* [УСЛОВИЕ ЗАДАЧИ]
Ответьте на вопросы по рецензии на роман о бабе Дуне:
1. Кто перевел роман на русский язык?
2. Сколько лет главной героине?
3. Как называется деревня, в которую она возвращается?

* [ИСХОДНЫЙ ТЕКСТ]
В череде осенних литературных новинок 2025 года роман Алины Бронски «Последняя любовь бабы Дуни» занимает особое место. Это не просто перевод – это возвращение текста, который на русском языке обретает наконец свою подлинную стихию. Написанный по-немецки, но впитавший русскую интонацию, русский взгляд на вещи и, что важнее, русскую способность к выживанию там, где выживать, казалось бы, невозможно, роман вышел в переводе Риты Ключак, и это событие заслуживает самого пристального внимания.
Главная героиня романа – баба Дуня, восьмидесятидвухлетняя женщина, которая после аварии на Чернобыльской АЭС возвращается в свою деревню Черново, оказавшуюся в зоне отчуждения. Казалось бы, сюжет обещает суровую драму – или, напротив, пафосную «книгу о мужестве». Ни того, ни другого Бронски не дает. Вместо этого мы получаем текст, который можно смело назвать «притчей о свободе и человеческом достоинстве».

* [ИСХОДНЫЕ ДАННЫЕ]
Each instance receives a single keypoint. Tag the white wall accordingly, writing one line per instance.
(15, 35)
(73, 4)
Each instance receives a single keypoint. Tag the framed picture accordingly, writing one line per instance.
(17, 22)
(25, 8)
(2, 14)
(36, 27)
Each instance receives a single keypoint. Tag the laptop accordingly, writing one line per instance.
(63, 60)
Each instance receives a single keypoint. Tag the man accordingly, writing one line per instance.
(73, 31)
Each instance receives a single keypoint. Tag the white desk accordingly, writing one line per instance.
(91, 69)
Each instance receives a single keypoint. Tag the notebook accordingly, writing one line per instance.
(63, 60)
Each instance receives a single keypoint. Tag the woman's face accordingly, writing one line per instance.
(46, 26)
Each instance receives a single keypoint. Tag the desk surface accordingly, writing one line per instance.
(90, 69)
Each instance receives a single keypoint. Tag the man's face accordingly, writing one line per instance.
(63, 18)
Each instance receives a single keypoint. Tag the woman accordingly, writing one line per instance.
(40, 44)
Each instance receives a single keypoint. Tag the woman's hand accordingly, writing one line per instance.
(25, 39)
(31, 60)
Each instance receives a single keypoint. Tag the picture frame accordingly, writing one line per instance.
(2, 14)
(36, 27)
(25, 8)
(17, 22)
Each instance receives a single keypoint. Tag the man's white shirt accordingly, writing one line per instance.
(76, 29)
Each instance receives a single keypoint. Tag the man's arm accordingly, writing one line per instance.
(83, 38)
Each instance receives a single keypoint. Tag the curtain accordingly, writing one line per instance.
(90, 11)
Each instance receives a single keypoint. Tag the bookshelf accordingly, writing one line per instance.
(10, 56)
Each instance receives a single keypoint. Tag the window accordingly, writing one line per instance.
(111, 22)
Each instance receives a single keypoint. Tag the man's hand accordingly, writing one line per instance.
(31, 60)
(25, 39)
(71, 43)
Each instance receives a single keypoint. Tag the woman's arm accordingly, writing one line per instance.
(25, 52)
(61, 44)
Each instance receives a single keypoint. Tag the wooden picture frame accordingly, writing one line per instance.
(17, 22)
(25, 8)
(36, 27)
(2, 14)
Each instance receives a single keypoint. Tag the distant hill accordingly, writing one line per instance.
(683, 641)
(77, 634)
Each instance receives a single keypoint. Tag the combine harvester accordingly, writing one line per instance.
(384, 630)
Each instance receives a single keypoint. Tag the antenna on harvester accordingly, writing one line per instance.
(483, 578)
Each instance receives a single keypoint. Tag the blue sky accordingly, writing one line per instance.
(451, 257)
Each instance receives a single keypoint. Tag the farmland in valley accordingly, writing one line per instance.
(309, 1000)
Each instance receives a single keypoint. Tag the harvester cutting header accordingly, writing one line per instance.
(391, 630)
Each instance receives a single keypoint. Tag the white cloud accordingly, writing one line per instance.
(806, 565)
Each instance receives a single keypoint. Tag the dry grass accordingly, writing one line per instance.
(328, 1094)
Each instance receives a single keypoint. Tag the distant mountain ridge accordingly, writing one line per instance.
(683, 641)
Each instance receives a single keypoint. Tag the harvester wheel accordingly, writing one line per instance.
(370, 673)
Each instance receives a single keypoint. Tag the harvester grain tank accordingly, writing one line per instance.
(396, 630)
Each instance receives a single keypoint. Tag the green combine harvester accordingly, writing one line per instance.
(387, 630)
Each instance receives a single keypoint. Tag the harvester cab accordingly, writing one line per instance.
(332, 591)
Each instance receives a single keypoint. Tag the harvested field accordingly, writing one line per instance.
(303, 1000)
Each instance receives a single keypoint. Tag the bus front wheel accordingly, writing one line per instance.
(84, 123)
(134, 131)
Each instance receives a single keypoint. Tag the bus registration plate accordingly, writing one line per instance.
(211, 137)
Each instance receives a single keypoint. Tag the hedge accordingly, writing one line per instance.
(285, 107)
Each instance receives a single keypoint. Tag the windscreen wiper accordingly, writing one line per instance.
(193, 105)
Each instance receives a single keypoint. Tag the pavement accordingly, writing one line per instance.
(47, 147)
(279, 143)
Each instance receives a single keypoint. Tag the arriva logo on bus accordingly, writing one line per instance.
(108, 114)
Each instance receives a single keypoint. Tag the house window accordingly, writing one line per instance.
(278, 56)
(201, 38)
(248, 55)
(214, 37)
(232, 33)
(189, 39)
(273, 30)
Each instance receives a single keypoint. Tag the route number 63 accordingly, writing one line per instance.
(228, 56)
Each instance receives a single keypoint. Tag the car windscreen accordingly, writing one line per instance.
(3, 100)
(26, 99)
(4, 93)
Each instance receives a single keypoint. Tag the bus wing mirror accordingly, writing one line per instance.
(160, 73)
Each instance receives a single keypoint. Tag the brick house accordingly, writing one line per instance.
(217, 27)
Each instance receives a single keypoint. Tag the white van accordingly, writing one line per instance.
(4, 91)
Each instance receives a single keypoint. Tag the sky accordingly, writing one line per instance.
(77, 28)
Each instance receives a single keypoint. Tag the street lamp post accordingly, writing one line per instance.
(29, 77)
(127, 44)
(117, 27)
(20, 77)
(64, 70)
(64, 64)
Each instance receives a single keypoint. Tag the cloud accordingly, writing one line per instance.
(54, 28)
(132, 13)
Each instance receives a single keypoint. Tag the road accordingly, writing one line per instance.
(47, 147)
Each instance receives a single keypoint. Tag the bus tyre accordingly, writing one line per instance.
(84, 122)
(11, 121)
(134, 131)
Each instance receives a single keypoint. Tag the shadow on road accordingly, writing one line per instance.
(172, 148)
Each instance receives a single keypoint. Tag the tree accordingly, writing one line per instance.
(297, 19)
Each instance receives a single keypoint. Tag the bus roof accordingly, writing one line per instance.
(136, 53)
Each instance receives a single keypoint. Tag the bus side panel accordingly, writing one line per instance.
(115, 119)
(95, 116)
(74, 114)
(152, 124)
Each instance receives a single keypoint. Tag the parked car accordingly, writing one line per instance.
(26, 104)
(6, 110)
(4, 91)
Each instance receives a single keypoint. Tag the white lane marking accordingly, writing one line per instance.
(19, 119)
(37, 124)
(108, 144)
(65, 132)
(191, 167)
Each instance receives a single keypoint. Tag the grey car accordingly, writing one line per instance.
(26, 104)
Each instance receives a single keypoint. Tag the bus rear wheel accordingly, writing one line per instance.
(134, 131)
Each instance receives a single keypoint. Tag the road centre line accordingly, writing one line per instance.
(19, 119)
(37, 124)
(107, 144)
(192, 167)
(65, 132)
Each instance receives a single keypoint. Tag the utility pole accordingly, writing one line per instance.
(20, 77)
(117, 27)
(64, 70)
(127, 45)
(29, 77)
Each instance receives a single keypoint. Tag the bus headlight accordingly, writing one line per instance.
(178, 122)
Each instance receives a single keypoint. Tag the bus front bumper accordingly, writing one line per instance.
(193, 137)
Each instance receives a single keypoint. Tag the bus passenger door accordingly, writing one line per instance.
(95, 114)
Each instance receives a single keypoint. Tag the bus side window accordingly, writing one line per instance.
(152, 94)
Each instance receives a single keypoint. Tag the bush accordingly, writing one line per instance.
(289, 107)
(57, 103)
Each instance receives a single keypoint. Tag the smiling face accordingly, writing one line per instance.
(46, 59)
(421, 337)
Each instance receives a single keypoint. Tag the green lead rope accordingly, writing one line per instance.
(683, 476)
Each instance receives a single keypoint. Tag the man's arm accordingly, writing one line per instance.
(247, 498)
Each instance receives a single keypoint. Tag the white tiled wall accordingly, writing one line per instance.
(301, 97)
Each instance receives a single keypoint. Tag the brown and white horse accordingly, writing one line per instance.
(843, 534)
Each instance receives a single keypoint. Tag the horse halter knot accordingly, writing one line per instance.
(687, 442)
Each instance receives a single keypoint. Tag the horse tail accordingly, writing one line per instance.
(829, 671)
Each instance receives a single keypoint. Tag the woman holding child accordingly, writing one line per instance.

* [ОТВЕТ К ЗАДАНИЮ]
1. Рита Ключак.
2. Восемьдесят два года.
3. Черново.